## DATA LISTING
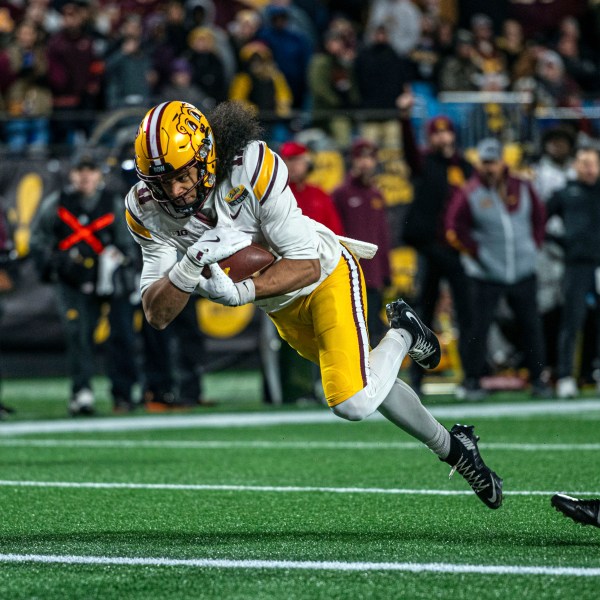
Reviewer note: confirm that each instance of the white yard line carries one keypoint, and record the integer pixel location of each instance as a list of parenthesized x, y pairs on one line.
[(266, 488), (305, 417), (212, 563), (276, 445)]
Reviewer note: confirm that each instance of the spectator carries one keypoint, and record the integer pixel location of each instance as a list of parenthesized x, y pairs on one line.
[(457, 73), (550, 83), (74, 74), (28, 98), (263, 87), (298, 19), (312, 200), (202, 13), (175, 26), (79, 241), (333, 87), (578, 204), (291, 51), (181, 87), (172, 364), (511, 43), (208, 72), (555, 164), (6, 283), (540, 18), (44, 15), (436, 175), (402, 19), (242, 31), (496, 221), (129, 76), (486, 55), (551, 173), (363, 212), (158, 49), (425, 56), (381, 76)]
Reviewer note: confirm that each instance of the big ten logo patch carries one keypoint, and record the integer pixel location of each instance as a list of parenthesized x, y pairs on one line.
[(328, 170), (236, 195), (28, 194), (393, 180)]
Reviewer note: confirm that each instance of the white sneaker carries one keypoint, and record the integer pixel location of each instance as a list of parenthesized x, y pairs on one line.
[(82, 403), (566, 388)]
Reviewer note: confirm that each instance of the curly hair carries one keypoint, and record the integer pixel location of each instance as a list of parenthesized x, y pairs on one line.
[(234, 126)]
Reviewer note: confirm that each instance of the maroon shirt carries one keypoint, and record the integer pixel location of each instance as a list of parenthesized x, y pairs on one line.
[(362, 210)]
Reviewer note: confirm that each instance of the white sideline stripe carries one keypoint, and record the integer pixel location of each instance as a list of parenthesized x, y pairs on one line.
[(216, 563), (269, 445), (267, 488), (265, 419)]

==

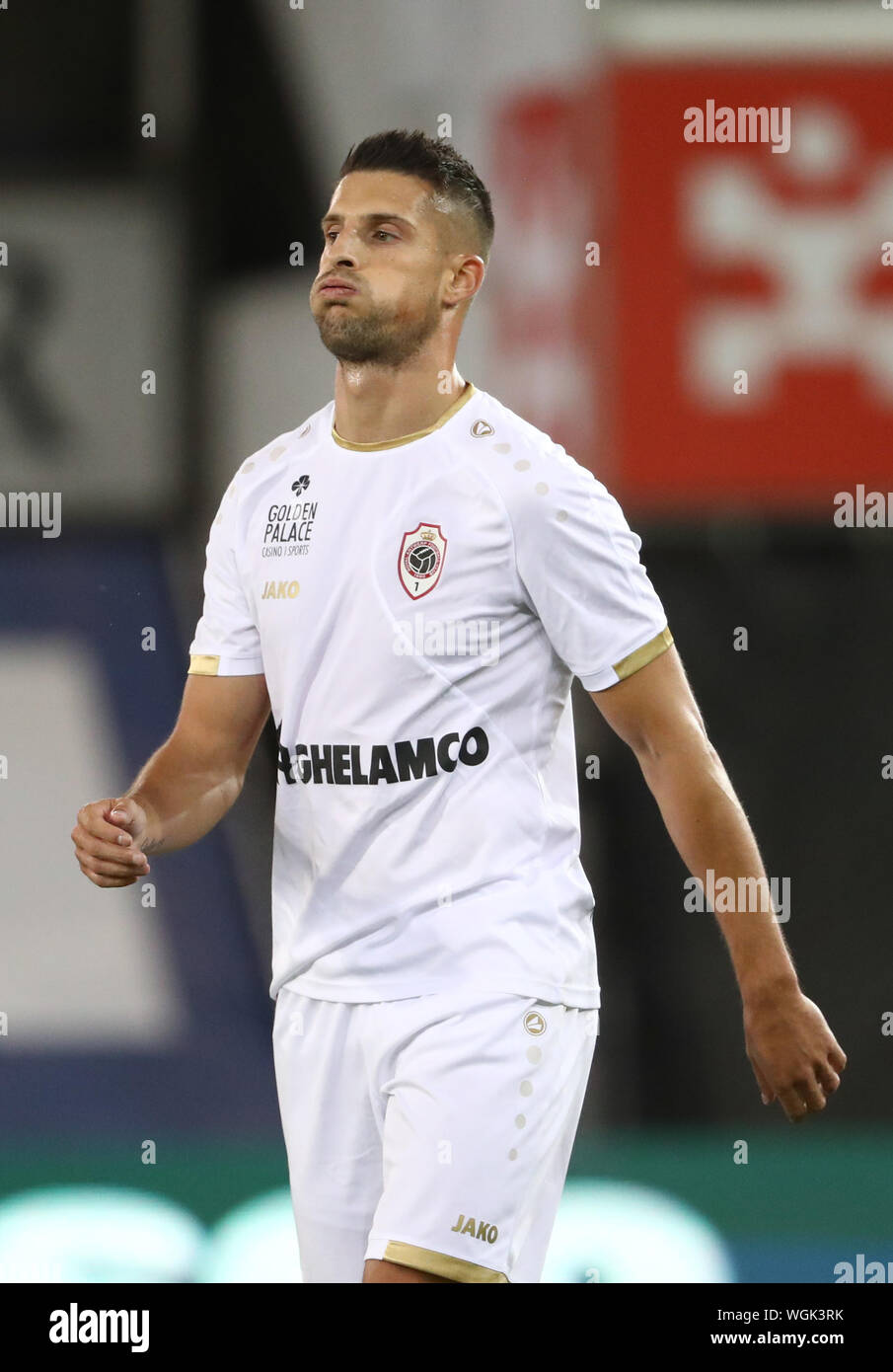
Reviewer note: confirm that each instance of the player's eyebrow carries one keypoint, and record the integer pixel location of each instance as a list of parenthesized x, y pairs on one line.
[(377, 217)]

...

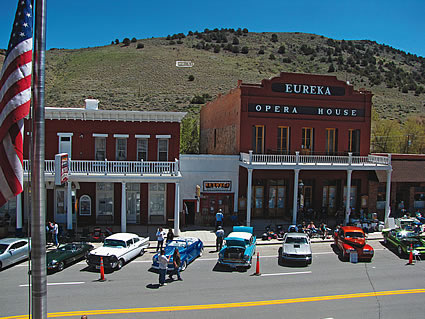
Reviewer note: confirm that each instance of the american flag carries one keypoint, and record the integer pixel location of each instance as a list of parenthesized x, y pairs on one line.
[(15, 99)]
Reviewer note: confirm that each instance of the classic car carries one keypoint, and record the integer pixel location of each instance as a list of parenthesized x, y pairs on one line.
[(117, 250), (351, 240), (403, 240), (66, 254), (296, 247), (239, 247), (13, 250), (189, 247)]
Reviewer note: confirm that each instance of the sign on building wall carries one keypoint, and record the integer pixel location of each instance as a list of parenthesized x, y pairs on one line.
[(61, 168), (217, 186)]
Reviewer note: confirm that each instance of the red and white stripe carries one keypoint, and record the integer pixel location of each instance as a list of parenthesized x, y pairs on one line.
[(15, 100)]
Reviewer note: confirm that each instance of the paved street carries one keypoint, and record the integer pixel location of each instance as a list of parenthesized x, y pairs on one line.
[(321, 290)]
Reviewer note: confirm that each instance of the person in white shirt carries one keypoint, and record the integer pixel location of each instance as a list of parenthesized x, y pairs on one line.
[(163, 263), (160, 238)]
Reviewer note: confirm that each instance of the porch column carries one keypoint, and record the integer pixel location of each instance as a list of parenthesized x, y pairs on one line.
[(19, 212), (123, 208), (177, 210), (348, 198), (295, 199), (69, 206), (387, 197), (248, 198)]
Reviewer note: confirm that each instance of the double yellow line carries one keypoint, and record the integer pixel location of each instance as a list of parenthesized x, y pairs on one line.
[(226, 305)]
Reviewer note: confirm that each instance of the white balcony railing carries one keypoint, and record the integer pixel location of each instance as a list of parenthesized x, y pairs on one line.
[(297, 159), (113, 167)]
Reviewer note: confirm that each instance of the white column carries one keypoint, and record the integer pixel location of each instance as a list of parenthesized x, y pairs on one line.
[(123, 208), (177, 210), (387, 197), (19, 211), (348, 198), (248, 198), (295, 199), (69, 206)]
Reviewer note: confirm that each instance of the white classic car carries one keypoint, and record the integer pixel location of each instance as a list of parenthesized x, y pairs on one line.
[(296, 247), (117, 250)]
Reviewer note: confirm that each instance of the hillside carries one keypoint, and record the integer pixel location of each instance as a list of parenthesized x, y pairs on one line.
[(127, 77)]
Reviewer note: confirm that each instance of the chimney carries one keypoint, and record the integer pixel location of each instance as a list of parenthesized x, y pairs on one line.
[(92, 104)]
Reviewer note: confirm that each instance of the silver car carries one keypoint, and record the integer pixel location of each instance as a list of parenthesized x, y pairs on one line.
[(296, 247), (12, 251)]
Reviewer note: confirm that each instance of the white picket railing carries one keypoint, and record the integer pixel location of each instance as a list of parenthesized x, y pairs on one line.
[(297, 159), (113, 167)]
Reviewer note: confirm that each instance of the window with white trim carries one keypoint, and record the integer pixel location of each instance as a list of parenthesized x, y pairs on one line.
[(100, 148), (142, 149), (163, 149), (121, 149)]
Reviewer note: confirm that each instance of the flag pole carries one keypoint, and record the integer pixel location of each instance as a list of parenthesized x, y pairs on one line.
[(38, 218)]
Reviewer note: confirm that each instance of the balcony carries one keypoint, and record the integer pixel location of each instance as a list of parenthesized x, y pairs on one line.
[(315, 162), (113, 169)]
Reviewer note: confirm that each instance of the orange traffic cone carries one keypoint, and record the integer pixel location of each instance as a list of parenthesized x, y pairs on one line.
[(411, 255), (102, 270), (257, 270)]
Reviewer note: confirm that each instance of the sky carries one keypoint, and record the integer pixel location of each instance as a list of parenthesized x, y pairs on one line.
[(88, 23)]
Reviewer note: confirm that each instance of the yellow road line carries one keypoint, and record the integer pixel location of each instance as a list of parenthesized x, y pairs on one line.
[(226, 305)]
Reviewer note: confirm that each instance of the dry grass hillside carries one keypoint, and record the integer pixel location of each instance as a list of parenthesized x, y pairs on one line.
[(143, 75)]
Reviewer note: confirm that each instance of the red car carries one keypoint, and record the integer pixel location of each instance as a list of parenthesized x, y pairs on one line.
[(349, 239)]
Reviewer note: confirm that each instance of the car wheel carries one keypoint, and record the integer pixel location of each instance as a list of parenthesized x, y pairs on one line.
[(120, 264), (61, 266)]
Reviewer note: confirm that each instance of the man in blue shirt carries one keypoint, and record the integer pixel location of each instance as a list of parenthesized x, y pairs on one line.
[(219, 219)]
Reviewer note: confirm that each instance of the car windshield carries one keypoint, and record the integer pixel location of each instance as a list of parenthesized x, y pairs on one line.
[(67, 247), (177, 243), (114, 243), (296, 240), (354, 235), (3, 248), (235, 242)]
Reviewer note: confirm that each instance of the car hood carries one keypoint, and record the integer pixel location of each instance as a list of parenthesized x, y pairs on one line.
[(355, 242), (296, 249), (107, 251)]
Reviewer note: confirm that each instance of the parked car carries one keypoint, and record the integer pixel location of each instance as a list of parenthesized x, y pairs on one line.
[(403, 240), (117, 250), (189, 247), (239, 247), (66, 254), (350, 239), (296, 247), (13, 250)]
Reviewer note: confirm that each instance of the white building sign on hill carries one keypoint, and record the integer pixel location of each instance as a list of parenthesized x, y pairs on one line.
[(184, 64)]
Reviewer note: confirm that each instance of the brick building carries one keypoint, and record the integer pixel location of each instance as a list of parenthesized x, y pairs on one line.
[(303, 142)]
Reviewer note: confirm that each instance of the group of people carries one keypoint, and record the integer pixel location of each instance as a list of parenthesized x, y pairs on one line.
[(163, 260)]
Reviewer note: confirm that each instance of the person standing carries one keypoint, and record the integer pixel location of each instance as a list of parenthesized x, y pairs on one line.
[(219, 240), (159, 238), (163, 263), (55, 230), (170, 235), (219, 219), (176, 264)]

## PROBLEM
Output the stretch that opens with the line containing "Reviewer note: confirm that each instance of the chimney" and closes with the line containing "[(315, 162), (113, 169)]", both ends included, as a Markdown table with columns No. and Line. Number each row and leave out any blank lines.

## EXERCISE RESPONSE
| No. | Line |
|---|---|
| 1 | Reviewer note: confirm that each instance of the chimney carries one keypoint, and record the integer pixel location of each instance as a list of parenthesized x, y pairs on one line. |
| 2 | [(92, 104)] |
| 3 | Reviewer note: confirm that each instance of the silver car carries one keypoint, and record the integer pixel location of each instance as a list of parenthesized x, y pairs on one line. |
| 4 | [(296, 247), (12, 251)] |
| 5 | Reviewer note: confirm that each instance of the white picket railing carries one keypoint, and record the integer pixel location of each instance as a list of parenthesized x, y pairs on one line. |
| 6 | [(297, 159), (113, 167)] |
| 7 | Reviewer note: confirm that each instance of the window with white trim carries one keypoint, and record the integer pixel location of each instance as a list of parenthesized x, y pairs on one line. |
| 8 | [(100, 148), (142, 149), (163, 149), (121, 149)] |
| 9 | Reviewer note: confirm that each instance of the flag pole carries one keypoint, and record the integer pixel location of each instance as a list of parenthesized x, y pairs on one line. |
| 10 | [(38, 218)] |
| 11 | Reviewer note: confirm that each instance of the balcony carries one keypoint, and record the integer pixel location of each instance as a list of parenthesized x, y pairs on one line. |
| 12 | [(315, 162), (113, 169)] |